> [What you have to do]
Convert the material below into a JSON list of strings, with one string for each line and any blank lines omitted.

· · · · ·

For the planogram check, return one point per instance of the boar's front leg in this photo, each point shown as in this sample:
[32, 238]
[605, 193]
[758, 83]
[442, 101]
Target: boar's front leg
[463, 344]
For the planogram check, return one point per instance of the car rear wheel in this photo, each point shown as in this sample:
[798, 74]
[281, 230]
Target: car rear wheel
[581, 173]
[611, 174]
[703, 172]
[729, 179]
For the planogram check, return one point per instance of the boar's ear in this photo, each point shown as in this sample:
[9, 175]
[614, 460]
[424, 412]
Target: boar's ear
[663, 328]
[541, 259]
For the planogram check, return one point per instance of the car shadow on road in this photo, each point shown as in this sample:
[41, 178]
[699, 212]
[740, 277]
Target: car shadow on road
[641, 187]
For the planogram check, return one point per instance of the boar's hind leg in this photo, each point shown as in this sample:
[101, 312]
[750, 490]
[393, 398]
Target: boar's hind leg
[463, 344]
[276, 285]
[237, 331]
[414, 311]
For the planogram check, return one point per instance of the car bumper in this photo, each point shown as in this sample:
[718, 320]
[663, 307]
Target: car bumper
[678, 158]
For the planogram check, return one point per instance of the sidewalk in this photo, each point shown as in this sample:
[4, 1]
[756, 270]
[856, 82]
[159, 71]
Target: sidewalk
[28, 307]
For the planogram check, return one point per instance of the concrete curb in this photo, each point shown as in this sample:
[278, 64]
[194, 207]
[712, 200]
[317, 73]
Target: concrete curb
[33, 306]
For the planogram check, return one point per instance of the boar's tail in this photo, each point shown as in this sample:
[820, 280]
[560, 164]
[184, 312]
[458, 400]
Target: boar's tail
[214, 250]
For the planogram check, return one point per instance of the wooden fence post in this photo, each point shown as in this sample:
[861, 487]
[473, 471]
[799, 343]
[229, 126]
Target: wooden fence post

· · · · ·

> [Exercise solution]
[
  "For the planogram check, return one point per instance of the boar's front leg in this photo, each point shown as in this sample:",
  "[32, 238]",
  "[605, 193]",
  "[758, 83]",
  "[442, 101]",
  "Target: boar's front leg",
  "[463, 344]",
  "For the planogram check, return one point per instance of the car rear wheel in this photo, each point shown as in this sample:",
  "[798, 74]",
  "[281, 230]",
  "Target: car rear wheel",
  "[581, 173]",
  "[611, 174]",
  "[703, 172]",
  "[729, 179]",
  "For the planogram check, return one point per instance of the boar's ear in this photo, each point shown as in this sample:",
  "[9, 175]",
  "[614, 460]",
  "[424, 412]",
  "Target: boar's ear",
  "[663, 328]",
  "[541, 259]",
  "For the planogram check, return one point per instance of the car shadow on road in this photo, each point shown as in this sample:",
  "[41, 178]",
  "[699, 212]",
  "[740, 277]",
  "Target: car shadow on road",
  "[641, 187]",
  "For the planogram check, return one point per instance of the boar's hind leg in this photo, each point shown as in this sample:",
  "[101, 312]",
  "[750, 490]",
  "[393, 398]",
  "Target: boar's hind leg",
  "[463, 344]",
  "[276, 285]",
  "[237, 331]",
  "[414, 311]",
  "For the planogram check, return one point per instance of the car bumper in this photo, each point shown as in this sample:",
  "[718, 320]",
  "[663, 307]",
  "Target: car bumper",
  "[678, 158]",
  "For the planogram check, return one point per instance of the sidewalk in this photo, each point shown as in this sample:",
  "[4, 1]",
  "[756, 270]",
  "[856, 82]",
  "[159, 71]",
  "Target: sidewalk",
  "[28, 307]",
  "For the planogram check, return one point per instance of the concrete curb in this photo, each point shown as in this sample:",
  "[278, 64]",
  "[194, 207]",
  "[712, 200]",
  "[317, 73]",
  "Target: concrete curb",
  "[33, 306]",
  "For the planogram check, return one point per instance of the boar's tail in this photo, each point shown as in this sample:",
  "[820, 280]",
  "[560, 164]",
  "[184, 312]",
  "[458, 400]",
  "Target: boar's tail",
  "[214, 250]",
  "For the planogram check, return one point per instance of the wooden fence post in this photo, each point shown as in this sample:",
  "[861, 487]",
  "[473, 471]",
  "[799, 343]",
  "[229, 126]",
  "Target: wooden fence post"
]